Parts of the exercise:
A - Decide whether each statement below agrees with the ecosystem accounting excerpt: (i) the Step 4 asset valuation applies the condition index a second time; (ii) under the default rule, the fisheries contribution is divided between nursery habitat and biomass provisioning; (iii) carbon sequestration is valued at USD 80 per tonne of CO2. For each, answer yes or no and quote the deciding words from the excerpt.
B - Write the next part of the ecosystem accounting excerpt, starting right after its final line.

Document excerpt:
========================================

Composite condition index (equal-weight default per Section 3.2.4): (0.73 + 0.60 + 0.57 + 0.71 + 0.67) / 5 = 0.66
Step 3: Ecosystem services (annual flows)
| Service | Physical quantity | Monetary value (USD, illustrative) |
|---|---|---|
| Carbon sequestration | 27,720 t CO2-eq/yr (42,000 t CO2-eq/yr reference-condition flow x condition index 0.66) | 2,218,000 (at USD 80/t CO2) |
| Biomass provisioning (fisheries; default per Section 3.3.2) | 1,800 t seagrass-attributable landed catch | 3,200,000 (ex-vessel composite at ~USD 1,800/t; illustrative) |
| Sediment stabilisation | 65 km coastline stabilised | 4,100,000 (avoided damage/replacement cost; illustrative) |
| Water filtration (nutrient removal) | 480 t N removed/yr | 1,900,000 (replacement cost; illustrative) |
| Total valued services | 11,418,000 (illustrative) |
Notes:
- The carbon sequestration rate of 3.5 t CO2-eq/ha/yr is a mid-range reference-condition value within the 1.8-5.1 t CO2-eq/ha/yr range given in Section 3.3.2 (Fourqurean et al. 2012 synthesis). Compilers should select species- and site-specific values with citation; 1.8 represents a conservative lower bound and 5.1 an upper bound of the cited range.
- The reference-condition flow (12,000 ha x 3.5 = 42,000 t CO2-eq/yr) is adjusted by the composite condition index at Step 3: 42,000 x 0.66 = 27,720 t CO2-eq/yr. This convention treats the literature rate as a reference-condition value and applies the condition adjustment once, at the physical flow stage. The Step 4 asset valuation uses the condition-adjusted annual service total (USD 11,418,000) without a further condition multiplier, avoiding double-counting. See Section 3.4.4. For periods with significant extent change, compilers may use the mean of opening and closing extent.
- The fisheries entry applies the GOAP default rule (Section 3.3.2): the full seagrass-attributable fisheries contribution is assigned to biomass provisioning, not split between nursery habitat and biomass provisioning. Compilers with stage-structured production-function data may apportion per Section 3.4.3, documenting the partitioning method.
- Monetary values for sediment stabilisation and water filtration are illustrative composites. Published seawall replacement costs (USD 1,000-10,000 per linear metre) and tertiary nutrient-removal unit costs vary by orders of magnitude across jurisdictions; compilers must derive their own unit prices from national engineering or wastewater cost data and document the calculation.
Step 4: Asset valuation
Apply the NPV formula from Section 3.4.4 using the condition-adjusted annual service total from Step 3 (USD 11,418,000). Because the condition index has already been applied at the physical flow stage (Step 3), no further condition multiplier is applied here; doing so would double-count the condition adjustment:
Annual service value (condition-adjusted at Step 3): USD 11,418,000
Perpetuity (indefinite horizon, r = 4%): Asset value = 11,418,000 / 0.04 = USD 285,450,000 (illustrative)

========================================

Records supplied:
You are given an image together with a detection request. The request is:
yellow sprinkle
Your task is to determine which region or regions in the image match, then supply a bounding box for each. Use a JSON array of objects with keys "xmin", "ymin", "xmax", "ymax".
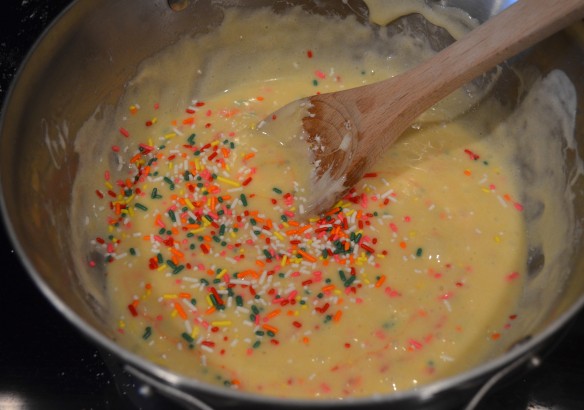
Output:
[
  {"xmin": 217, "ymin": 269, "xmax": 227, "ymax": 279},
  {"xmin": 274, "ymin": 232, "xmax": 284, "ymax": 241},
  {"xmin": 217, "ymin": 176, "xmax": 241, "ymax": 187}
]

========================================

Results for each task:
A -
(i) No: "no further condition multiplier is applied here"
(ii) No: "not split between nursery habitat and biomass provisioning"
(iii) Yes: "at USD 80/t CO2"

B -
25-year finite horizon: Asset value = 11,418,000 x AF, where AF = [1 - (1 + r)^-T] / r = [1 - (1.04)^-25] / 0.04 = 15.62
Asset value (25-year) = 11,418,000 x 15.62 = approximately USD 178,349,000 (illustrative)
Compilers should recalculate the annuity factor (AF) using their national discount rate. Where condition is declining, compilers should project forward service flows using trend data rather than applying the perpetuity formula directly.
This worked example illustrates the full accounting sequence for seagrass ecosystems. Actual compilations will require country-specific data, species-appropriate reference levels, and primary valuation studies for each service type. The carbon price of USD 80/t CO2 is illustrative and should be replaced with the prevailing compliance market price or social cost of carbon applicable in the compiler's jurisdiction. The eutrophication-related decline is classified under "Other reductions—degradation" per SEEA EA Table 4.2, with a memorandum sub-row attributing the pressure, consistent with the guidance in Sections 3.1.4 and 3.5 Step 3.
4 Acknowledgements
This guidance draws on the conceptual framework and methodological recommendations of the System of Environmental-Economic Accounting—Ecosystem Accounting (SEEA EA) and its supporting technical materials. The IUCN Global Ecosystem Typology provides the ecosystem classification framework. Scientific understanding of seagrass ecosystem services draws on extensive research literature, including foundational works by Costanza et al., Duarte et al., Fourqurean et al., and the global seagrass research community.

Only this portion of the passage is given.